Text block:
[Math] Gauss-Newton Method not converging for the function

jacobianMATLABnewton raphsonnonlinear optimizationoptimization

I need to solve the optimization problem $$ \min_{x\in \mathbb{R}^{3}}f(x) $$ where the function $f$ is defined as follows:
$$ f(x_{1}, x_{2}, x_{3}) = \frac{1}{2}\left[\left(2x_{1}-x_{2}x_{3}-1 \right)^{2}+\left(1-x_{1}+x_{2}-e^{x_{1}-x_{3}}\right)^{2}+\left( -x_{1}-2x_{2}+3x_{3}\right)^{2} \right]$$
using Matlab code for Gauss-Newton's Method.

I already know that the optimal point is $\hat{x}=(1,1,1)$, and my instructions by my professor were to alter my code for Newton's Method by using the Jacobian approximation of the Hessian (i.e, using $\displaystyle H(j,k)\approx 2 \sum_{i=1}^{3}\left[ J(i,j)*J(i,k)\right]$).

Record list:
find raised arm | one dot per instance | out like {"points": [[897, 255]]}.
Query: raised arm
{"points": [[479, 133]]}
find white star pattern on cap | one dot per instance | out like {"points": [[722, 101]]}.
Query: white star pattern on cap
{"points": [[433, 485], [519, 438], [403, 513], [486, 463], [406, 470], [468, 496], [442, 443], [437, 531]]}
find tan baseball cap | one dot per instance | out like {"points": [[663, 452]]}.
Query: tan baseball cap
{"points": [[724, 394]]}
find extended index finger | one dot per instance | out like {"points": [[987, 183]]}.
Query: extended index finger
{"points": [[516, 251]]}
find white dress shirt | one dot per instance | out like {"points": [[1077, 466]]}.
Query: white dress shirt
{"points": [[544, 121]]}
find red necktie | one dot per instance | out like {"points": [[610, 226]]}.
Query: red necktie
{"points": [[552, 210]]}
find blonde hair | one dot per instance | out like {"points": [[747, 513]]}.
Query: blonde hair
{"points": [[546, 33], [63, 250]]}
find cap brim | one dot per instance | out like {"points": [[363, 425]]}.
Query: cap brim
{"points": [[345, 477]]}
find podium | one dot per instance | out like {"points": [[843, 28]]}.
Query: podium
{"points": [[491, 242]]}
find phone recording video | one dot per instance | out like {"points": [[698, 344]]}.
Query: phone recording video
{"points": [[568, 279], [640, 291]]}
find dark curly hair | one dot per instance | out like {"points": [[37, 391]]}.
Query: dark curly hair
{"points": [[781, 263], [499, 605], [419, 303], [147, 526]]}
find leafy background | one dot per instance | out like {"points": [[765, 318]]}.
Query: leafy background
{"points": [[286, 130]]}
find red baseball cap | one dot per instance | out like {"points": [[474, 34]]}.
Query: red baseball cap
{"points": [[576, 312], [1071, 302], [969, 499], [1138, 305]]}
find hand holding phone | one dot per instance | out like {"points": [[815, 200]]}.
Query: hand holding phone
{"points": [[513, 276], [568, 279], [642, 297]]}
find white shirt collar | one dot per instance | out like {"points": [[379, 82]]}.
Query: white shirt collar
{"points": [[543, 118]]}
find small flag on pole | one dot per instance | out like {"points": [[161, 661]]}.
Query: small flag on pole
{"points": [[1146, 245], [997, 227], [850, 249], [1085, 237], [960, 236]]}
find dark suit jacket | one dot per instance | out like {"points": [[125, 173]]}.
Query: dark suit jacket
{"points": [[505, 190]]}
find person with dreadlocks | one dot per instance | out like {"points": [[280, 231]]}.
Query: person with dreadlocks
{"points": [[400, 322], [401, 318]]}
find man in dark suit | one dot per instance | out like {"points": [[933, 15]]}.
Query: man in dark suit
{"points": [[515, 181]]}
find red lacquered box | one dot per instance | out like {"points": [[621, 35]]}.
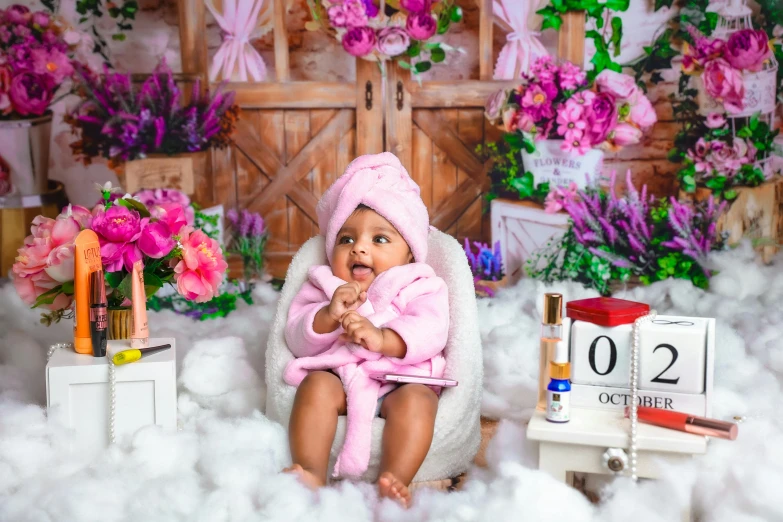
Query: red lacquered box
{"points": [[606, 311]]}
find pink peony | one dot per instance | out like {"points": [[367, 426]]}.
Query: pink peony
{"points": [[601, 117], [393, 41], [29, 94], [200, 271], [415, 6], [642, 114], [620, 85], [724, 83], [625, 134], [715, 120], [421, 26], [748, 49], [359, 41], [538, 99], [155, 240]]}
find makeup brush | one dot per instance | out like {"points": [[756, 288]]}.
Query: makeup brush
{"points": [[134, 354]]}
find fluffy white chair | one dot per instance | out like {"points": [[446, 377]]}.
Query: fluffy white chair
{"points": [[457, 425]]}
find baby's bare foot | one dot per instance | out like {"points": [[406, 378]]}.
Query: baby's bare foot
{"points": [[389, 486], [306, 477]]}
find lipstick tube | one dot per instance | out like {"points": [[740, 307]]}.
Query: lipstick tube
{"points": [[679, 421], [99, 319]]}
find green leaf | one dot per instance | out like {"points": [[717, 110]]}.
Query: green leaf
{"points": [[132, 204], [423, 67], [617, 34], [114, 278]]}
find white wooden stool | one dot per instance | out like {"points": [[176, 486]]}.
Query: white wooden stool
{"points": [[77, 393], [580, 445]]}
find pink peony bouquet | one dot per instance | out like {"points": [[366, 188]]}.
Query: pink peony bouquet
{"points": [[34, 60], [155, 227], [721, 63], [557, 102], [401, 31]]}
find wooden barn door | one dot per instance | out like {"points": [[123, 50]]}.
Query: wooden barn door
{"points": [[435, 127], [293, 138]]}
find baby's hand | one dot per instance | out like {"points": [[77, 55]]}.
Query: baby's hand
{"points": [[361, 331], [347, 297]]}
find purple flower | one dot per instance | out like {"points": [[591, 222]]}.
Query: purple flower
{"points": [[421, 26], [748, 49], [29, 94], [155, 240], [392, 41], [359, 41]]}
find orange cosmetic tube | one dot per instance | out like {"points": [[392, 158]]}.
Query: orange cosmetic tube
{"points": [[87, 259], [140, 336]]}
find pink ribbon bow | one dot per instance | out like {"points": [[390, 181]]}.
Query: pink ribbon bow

...

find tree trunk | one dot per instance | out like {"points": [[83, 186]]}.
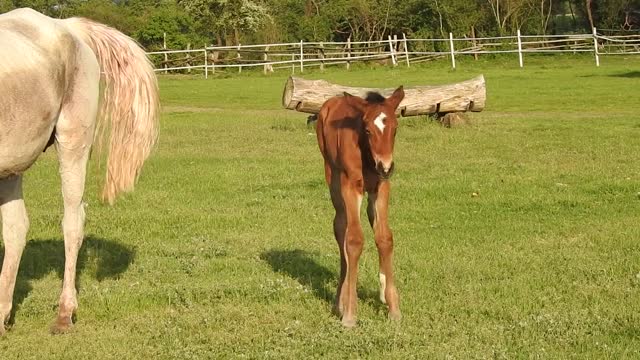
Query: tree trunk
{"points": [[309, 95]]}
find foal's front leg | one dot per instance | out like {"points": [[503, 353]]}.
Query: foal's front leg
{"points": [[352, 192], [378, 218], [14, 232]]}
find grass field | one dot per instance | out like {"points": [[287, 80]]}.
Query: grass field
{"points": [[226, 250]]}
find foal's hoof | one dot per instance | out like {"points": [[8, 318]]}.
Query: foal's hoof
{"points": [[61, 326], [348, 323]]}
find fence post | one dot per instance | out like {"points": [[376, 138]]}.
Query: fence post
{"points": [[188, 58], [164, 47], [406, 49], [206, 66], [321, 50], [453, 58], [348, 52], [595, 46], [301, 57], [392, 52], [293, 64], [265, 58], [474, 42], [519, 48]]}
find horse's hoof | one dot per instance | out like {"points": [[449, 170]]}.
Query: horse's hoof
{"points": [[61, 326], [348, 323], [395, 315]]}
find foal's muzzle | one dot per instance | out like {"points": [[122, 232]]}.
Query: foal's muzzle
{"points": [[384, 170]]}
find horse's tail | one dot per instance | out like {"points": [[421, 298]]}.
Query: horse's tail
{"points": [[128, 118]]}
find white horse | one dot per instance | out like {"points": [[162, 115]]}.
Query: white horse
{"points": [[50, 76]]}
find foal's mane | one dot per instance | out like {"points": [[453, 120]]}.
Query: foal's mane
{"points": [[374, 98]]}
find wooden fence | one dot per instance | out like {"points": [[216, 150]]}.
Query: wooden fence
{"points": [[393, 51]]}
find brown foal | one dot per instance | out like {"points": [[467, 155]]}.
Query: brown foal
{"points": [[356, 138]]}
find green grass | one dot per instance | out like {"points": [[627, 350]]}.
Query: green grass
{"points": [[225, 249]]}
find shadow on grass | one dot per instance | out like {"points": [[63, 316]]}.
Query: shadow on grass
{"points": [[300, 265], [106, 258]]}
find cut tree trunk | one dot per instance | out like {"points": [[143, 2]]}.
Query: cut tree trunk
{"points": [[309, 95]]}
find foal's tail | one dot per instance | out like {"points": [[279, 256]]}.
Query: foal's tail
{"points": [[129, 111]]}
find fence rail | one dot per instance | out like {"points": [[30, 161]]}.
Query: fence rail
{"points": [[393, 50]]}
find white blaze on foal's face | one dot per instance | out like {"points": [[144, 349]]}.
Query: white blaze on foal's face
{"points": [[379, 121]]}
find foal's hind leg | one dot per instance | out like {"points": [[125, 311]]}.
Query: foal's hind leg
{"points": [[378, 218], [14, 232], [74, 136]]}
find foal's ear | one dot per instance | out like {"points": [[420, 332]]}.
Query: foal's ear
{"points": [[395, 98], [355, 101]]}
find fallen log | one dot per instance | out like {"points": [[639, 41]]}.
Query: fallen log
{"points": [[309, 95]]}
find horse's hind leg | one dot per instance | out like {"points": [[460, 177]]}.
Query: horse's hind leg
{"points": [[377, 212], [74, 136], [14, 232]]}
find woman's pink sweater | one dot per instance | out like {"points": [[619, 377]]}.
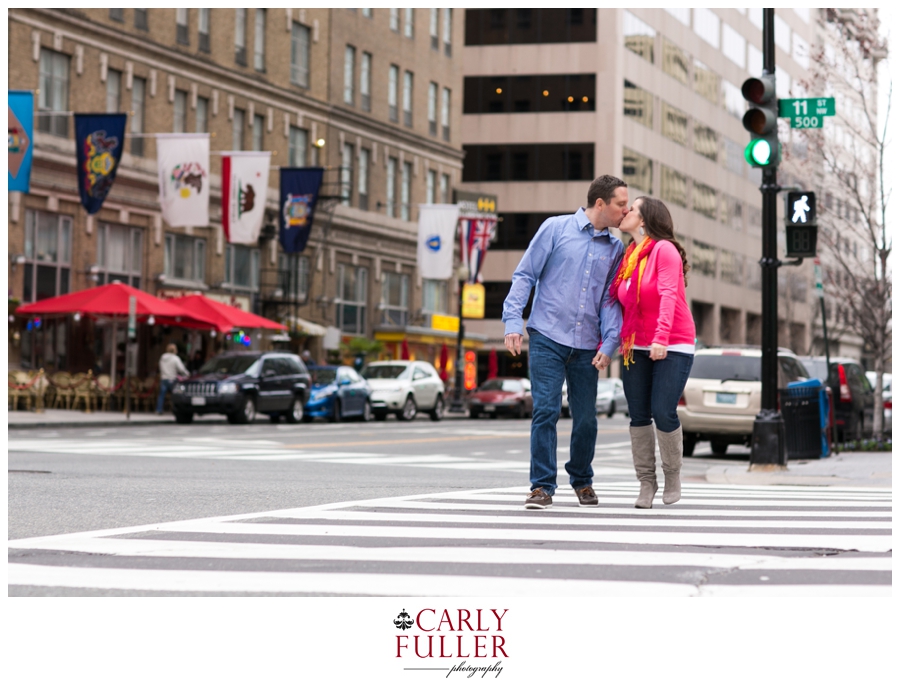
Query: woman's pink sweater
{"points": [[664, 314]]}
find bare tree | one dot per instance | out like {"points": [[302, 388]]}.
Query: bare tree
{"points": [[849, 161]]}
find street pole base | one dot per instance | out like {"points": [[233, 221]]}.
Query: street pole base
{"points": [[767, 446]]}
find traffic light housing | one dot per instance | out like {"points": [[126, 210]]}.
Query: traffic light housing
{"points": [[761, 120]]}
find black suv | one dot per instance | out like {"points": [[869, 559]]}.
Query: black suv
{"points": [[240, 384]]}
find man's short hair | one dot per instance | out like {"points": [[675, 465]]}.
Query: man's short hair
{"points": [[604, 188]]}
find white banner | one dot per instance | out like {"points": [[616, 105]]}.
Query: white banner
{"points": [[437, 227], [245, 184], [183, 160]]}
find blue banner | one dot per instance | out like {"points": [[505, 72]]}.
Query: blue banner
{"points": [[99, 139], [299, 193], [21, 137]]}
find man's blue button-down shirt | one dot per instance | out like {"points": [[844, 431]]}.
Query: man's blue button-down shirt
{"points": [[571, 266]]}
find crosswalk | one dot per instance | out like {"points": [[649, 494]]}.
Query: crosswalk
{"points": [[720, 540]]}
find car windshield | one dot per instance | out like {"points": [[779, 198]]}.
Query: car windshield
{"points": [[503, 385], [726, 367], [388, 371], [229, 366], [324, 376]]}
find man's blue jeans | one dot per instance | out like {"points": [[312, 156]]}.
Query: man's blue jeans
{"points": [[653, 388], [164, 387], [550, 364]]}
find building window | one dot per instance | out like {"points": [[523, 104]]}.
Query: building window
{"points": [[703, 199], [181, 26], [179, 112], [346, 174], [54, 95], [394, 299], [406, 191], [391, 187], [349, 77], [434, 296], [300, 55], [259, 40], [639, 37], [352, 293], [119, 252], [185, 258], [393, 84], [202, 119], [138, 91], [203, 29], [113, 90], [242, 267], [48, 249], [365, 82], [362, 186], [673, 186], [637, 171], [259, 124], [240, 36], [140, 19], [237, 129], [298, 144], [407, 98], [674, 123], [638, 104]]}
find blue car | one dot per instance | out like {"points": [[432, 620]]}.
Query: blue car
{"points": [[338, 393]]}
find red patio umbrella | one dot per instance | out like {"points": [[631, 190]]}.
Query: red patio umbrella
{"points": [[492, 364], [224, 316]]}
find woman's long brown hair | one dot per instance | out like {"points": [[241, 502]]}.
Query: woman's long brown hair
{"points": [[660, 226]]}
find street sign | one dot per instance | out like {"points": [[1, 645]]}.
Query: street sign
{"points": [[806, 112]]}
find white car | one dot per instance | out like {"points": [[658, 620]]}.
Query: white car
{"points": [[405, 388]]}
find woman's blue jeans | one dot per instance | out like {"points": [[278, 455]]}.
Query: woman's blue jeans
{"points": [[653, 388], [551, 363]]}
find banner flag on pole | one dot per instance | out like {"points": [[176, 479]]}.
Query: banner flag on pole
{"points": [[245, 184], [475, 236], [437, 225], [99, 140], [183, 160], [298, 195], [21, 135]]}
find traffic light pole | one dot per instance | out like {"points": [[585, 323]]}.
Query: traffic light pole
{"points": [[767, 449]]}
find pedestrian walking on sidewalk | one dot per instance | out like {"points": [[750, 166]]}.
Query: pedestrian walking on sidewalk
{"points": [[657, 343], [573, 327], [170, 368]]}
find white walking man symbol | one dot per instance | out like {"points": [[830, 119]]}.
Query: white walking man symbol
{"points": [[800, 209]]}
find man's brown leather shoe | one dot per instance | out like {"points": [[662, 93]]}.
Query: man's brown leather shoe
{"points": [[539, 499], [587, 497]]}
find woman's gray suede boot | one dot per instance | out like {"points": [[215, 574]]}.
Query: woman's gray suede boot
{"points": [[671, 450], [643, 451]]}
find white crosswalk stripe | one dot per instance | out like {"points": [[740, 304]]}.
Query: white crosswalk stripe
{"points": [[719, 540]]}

Task set:
1. According to the Gauss-Newton post, what is the optimal point of the function?
2. Reproduce word for word the passage of the Gauss-Newton post between "jacobianMATLABnewton raphsonnonlinear optimizationoptimization" and "for Gauss-Newton's Method.", inclusive.

Completed exercise:
1. The optimal point is (1, 1, 1).

2.
jacobianMATLABnewton raphsonnonlinear optimizationoptimization

I need to solve the optimization problem $$ \min_{x\in \mathbb{R}^{3}}f(x) $$ where the function $f$ is defined as follows:
$$ f(x_{1}, x_{2}, x_{3}) = \frac{1}{2}\left[\left(2x_{1}-x_{2}x_{3}-1 \right)^{2}+\left(1-x_{1}+x_{2}-e^{x_{1}-x_{3}}\right)^{2}+\left( -x_{1}-2x_{2}+3x_{3}\right)^{2} \right]$$
using Matlab code for Gauss-Newton's Method.